# DOCUMENT PASSAGE
Monday, Dec. 26, 1927

Engaged. Miss Mariquita S. Villard, niece of Editor Oswald Garrison Villard of The Nation, to Louis Warren Hill Jr., of St. Paul, Minn., who now functions with the Great Northern Railway, built by his grandfather, the late famed James Jerome Hill, and of which his father, Louis Warren Hill, is chairman of the Board of Directors.

Married. John Randolph Hearst, 18, third son of publisher William Randolph Hearst, to Miss Dorothy Hart of Los Angeles, Calif.; in Manhattan.

Elected. John Stewart Baker, 34, to be President of the Bank of The Manhattan Co., in New York, thereby becoming the youngest bank president in New York;* to succeed his father, Stephen Baker, who becomes chairman of the board (see p. 26).

Died. Father Jean Gerault de la Corgnals, affectionately known as the "priest of the Bayous," rector of St. Thomas's Catholic Church at Pointe a la Hache, La., possessor of the palm of the French Academy; in New Orleans, of pneumonia. When his parishioners refused to abandon their homes after the dynamiting of the Caernarvon levee to save New Orleans in the Mississippi flood, Father Girault stayed with them; became the only judge, jury, priest and doctor for the flooded parish of Plaquemines.

Died. Major Reginald Owen, son-in-law of the late William Jennings Bryan, and husband of Ruth Bryan Owen who ran for Congress from Florida in 1926; in Miami, of trench nephritis, contracted during British service in the War. London correspondents erroneously reported the death of Reginald Owen, British actor, now playing in Manhattan with Billie Burke in The Marquise.

Died. Benjamin Purnell, 66, "King of the House of David," "Seventh Messenger announcing the Millennium"; at Benton Harbor, Mich., of pulmonary tuberculosis. He taught, as many before him had taught and still conscientiously teach, that the Bible foretells the exact date at which the Millennium will begin. As the "Seventh Messenger," he also taught, he would never die; nor would 143,999 others who believed in his Messianic pretentions. About his dead body last week his disciples sat, waiting for his resurrection--in vain.

Died. Thomas Wakefield Goodspeed, 85, educator, author; in Chicago (see p. 18).

Died. William Hodges Mann, 84, onetime Governor of Virginia (1910-1914), Confederate veteran; at Richmond, of heart disease.

--In Baltimore is a younger, James McHenry, 28, active head of the Morris Plan bank. Banker McHenry is great great grandson of George Washington's Secretary of War, James McHenry.

# ABOUT THIS TASK
From the notices of engagements, marriages and deaths, extract everything from "Died. Thomas Wakefield" down to "War, James McHenry.". The entries after this point are separate material, unrelated to the notices above.

Saved data entries
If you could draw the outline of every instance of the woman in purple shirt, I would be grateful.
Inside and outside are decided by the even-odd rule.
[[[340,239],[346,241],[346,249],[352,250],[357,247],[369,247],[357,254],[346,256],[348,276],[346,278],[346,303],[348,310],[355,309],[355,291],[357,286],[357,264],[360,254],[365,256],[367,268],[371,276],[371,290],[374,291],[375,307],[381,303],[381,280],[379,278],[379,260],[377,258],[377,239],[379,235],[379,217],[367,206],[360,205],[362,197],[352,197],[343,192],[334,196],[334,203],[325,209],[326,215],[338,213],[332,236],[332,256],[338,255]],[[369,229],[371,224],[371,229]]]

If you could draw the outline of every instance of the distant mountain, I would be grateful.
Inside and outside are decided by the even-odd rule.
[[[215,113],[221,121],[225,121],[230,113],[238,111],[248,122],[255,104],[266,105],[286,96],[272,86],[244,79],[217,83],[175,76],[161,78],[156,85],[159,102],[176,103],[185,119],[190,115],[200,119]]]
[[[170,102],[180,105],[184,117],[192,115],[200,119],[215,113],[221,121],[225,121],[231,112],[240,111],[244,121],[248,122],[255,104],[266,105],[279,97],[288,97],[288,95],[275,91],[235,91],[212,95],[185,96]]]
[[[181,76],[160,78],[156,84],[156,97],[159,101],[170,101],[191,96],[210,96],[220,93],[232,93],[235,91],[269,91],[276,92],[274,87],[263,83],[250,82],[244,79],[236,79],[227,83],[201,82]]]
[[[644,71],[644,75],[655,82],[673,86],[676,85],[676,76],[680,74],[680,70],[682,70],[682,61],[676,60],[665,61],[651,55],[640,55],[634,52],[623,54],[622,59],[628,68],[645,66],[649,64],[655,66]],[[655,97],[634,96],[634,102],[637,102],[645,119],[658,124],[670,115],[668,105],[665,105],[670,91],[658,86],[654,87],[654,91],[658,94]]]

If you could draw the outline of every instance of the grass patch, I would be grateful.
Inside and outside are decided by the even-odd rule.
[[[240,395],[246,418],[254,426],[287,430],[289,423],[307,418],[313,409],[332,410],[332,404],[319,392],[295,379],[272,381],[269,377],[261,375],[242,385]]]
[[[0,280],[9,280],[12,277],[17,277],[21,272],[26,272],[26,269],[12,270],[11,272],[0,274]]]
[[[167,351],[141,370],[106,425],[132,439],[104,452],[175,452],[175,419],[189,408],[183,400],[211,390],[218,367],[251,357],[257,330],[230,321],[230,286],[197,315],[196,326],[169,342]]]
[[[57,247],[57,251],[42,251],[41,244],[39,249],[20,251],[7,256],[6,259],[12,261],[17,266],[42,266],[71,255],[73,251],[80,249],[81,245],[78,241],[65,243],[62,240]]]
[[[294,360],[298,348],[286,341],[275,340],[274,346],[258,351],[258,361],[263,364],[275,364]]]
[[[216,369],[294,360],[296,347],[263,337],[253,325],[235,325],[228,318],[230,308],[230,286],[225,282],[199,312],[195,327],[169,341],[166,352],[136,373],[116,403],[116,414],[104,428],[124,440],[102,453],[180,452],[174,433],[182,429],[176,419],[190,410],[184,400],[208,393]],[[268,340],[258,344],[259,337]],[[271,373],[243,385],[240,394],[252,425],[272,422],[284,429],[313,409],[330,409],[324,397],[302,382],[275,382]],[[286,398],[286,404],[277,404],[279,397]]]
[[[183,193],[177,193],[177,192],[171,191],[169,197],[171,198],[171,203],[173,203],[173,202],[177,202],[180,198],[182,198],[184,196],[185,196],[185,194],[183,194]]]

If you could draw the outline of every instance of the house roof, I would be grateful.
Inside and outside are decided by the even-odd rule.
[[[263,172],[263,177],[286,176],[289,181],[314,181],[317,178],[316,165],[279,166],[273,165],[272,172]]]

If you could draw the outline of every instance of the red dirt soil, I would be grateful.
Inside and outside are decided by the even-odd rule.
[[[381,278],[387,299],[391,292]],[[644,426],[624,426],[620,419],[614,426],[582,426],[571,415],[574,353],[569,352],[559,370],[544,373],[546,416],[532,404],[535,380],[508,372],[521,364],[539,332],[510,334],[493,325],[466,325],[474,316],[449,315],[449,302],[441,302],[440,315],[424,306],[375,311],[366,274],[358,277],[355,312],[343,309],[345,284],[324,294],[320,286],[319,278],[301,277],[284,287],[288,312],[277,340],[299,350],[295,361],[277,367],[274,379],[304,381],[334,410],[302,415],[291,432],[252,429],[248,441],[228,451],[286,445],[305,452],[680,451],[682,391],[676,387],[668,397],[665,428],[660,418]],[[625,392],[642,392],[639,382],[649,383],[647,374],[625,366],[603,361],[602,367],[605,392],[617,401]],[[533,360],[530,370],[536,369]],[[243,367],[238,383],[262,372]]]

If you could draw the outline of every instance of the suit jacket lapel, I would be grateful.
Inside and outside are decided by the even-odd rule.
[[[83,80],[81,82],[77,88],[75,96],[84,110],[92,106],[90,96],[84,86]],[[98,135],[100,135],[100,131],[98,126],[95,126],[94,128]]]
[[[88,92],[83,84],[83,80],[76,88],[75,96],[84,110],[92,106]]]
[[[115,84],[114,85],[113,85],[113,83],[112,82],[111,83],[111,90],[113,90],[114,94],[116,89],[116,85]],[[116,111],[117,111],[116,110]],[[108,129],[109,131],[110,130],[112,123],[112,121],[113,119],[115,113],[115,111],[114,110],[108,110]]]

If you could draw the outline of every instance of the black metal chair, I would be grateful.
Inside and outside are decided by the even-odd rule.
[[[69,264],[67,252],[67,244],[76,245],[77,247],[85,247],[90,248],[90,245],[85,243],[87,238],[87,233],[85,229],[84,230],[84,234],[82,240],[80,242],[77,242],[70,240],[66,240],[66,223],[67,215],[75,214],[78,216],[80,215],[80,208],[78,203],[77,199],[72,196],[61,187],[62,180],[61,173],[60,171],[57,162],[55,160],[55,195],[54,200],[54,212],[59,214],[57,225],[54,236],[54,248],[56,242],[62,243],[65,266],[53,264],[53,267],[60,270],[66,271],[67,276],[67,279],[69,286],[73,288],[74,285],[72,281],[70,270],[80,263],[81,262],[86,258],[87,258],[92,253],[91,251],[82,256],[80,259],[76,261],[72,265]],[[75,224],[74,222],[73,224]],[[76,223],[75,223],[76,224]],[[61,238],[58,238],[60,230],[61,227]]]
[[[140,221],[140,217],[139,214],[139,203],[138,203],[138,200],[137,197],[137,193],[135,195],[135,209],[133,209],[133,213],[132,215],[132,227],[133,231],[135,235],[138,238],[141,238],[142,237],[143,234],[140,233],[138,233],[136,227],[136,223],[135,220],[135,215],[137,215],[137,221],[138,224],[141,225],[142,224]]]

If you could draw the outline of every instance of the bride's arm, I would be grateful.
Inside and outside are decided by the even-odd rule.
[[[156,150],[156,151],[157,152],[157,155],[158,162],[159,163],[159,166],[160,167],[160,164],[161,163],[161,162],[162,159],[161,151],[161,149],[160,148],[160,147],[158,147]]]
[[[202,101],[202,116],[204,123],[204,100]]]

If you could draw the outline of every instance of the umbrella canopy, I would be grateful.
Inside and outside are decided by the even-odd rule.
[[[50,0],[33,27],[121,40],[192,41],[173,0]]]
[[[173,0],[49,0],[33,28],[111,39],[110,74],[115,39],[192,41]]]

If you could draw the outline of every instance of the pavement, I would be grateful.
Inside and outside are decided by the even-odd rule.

# EXERCISE SOLUTION
Died. Thomas Wakefield Goodspeed, 85, educator, author; in Chicago (see p. 18).

Died. William Hodges Mann, 84, onetime Governor of Virginia (1910-1914), Confederate veteran; at Richmond, of heart disease.

--In Baltimore is a younger, James McHenry, 28, active head of the Morris Plan bank. Banker McHenry is great great grandson of George Washington's Secretary of War, James McHenry.